WHAT THE TASK ASKS: Present the lines of the data below as a numbered list, from the line with "Check that each instance of the dirt" through the end, leaving out blank lines.

Object location annotation data
══════
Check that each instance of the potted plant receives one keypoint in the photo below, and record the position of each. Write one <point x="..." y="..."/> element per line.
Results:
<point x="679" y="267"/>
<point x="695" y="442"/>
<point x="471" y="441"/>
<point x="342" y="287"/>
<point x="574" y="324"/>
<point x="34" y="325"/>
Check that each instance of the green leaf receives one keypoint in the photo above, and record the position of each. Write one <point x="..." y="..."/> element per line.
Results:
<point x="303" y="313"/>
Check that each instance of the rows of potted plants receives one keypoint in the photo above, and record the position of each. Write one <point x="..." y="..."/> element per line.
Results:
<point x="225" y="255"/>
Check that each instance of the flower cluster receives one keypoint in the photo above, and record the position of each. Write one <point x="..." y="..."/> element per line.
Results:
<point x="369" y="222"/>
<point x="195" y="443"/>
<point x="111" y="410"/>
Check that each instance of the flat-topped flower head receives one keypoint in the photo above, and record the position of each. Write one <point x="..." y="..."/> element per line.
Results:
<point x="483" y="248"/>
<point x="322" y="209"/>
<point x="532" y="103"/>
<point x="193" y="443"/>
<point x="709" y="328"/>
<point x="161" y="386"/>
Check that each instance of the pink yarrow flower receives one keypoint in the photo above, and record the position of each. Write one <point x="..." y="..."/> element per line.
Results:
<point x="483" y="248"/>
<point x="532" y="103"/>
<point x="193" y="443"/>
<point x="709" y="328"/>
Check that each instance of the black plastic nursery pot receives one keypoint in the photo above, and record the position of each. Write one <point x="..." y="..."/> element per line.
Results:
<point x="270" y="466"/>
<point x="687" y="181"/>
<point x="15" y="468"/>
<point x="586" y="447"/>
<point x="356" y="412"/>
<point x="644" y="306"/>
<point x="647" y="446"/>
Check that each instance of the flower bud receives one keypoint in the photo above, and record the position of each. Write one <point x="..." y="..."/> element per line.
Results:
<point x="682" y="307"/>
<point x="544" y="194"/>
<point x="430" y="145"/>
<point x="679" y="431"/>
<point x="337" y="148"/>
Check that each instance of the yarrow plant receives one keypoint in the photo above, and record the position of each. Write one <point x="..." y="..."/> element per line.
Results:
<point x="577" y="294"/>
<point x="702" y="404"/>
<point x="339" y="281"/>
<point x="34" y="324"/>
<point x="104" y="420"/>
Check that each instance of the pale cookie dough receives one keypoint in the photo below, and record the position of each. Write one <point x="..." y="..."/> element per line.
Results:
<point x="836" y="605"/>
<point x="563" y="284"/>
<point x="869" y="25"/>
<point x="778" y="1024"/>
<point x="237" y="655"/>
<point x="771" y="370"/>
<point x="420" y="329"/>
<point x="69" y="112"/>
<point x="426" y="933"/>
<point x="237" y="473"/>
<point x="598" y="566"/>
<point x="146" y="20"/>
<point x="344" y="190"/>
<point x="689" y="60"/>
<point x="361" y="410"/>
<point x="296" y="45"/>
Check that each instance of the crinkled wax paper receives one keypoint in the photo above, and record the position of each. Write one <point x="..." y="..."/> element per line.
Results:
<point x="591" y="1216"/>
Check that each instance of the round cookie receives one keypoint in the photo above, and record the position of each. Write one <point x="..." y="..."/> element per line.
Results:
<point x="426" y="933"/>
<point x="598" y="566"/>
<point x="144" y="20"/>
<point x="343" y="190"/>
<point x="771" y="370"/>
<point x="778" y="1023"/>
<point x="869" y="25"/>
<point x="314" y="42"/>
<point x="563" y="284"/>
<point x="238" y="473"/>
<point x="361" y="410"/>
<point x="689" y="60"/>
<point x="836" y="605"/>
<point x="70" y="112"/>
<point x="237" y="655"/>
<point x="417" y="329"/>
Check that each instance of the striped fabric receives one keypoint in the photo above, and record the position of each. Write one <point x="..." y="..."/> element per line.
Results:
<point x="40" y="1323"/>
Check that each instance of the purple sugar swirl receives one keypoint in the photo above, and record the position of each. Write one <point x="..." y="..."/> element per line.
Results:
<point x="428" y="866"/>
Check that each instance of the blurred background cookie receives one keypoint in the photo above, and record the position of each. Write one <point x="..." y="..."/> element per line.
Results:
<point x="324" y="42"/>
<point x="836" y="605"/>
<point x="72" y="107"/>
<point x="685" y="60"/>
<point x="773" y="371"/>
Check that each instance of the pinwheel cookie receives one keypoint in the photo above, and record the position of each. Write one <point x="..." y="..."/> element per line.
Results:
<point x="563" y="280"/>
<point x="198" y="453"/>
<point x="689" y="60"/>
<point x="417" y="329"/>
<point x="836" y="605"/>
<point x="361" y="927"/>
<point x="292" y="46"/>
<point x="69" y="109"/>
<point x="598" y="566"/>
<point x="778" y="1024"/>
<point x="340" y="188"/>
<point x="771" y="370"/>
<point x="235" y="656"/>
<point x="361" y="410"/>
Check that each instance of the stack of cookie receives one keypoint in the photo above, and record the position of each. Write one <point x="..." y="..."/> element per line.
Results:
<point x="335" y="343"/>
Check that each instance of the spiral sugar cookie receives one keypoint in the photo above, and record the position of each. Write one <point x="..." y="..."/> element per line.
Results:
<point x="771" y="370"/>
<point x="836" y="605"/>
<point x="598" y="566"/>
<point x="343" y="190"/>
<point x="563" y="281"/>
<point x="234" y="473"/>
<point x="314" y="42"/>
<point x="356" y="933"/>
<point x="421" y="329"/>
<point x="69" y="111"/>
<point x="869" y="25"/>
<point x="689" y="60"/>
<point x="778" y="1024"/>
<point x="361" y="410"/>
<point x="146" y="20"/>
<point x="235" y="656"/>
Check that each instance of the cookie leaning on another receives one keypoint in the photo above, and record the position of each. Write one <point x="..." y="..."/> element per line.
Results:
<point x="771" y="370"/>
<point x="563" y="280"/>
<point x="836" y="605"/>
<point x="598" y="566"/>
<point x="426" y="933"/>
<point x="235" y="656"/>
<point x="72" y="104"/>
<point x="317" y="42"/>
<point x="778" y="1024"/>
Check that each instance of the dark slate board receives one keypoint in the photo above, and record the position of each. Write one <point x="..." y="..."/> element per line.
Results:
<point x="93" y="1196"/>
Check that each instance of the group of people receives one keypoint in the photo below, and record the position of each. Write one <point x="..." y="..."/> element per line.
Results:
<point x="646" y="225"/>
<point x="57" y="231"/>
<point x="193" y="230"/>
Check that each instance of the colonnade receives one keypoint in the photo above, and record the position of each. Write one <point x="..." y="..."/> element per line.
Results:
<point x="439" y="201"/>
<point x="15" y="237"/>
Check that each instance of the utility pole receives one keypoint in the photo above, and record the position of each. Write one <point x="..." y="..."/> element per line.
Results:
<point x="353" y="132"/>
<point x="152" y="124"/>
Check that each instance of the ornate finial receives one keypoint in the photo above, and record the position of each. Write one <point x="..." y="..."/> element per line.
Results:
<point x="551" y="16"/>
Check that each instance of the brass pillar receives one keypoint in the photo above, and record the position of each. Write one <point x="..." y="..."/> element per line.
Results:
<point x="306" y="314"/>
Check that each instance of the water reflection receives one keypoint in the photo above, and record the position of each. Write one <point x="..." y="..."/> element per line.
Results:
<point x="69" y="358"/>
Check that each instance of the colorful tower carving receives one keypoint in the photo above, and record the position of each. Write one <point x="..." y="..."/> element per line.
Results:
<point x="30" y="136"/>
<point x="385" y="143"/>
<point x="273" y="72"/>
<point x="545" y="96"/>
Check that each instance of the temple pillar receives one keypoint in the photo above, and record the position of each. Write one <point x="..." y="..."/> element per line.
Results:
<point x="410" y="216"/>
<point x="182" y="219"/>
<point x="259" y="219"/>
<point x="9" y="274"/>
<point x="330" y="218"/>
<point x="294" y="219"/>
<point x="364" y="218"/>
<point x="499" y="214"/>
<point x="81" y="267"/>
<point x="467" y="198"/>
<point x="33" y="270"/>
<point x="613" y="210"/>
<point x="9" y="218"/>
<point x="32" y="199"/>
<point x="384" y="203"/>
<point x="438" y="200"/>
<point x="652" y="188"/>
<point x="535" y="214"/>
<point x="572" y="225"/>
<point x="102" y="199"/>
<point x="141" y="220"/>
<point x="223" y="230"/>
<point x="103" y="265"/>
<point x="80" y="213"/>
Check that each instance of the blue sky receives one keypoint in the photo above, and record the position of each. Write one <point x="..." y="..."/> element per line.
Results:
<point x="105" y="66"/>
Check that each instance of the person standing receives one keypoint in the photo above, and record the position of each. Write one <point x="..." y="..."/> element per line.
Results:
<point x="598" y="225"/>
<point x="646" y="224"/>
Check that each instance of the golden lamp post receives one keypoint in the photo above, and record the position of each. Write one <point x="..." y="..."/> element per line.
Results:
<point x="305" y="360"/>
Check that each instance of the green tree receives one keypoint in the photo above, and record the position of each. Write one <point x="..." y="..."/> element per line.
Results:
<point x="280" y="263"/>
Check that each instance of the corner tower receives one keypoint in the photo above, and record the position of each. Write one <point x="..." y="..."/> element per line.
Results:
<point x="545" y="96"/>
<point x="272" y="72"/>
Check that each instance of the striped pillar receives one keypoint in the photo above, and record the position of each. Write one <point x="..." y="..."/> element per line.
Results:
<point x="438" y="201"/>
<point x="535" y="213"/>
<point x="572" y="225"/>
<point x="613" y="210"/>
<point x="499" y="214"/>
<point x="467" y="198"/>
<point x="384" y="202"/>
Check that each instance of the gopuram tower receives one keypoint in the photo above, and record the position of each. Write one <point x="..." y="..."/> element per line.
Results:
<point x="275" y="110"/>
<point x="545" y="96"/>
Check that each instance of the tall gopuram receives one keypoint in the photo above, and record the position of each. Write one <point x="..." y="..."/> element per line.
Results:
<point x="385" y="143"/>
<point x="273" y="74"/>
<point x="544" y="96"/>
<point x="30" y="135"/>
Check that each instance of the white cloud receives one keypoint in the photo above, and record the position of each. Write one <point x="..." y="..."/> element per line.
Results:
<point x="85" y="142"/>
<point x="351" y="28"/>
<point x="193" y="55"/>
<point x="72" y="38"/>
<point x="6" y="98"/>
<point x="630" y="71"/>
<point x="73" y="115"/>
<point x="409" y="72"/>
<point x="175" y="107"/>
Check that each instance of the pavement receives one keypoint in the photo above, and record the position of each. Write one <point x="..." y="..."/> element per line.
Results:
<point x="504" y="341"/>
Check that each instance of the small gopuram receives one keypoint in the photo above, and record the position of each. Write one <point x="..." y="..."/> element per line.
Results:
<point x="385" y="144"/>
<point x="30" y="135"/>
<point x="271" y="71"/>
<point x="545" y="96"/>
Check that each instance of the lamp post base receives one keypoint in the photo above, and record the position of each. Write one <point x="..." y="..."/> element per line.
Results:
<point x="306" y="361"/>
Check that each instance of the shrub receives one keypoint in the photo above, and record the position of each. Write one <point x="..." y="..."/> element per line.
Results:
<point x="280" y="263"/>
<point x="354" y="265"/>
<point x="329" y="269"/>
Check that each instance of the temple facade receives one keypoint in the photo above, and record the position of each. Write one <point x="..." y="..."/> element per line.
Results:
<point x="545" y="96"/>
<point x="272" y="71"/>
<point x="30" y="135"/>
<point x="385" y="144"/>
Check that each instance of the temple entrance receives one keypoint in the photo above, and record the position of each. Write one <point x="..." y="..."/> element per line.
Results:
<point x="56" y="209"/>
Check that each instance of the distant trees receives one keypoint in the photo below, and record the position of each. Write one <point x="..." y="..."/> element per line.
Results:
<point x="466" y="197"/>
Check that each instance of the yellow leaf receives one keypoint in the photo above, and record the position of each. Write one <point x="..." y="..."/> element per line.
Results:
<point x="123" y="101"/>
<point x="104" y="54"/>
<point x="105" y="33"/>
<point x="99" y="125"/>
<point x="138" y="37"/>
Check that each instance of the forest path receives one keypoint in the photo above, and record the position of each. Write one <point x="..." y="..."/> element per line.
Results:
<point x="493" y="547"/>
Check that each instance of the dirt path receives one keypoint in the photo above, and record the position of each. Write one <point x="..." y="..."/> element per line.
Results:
══════
OUTPUT BELOW:
1. Check that each instance of the dirt path receives one keypoint in the photo above, and record the position of each. Write one <point x="..." y="..."/> element per line.
2. Results:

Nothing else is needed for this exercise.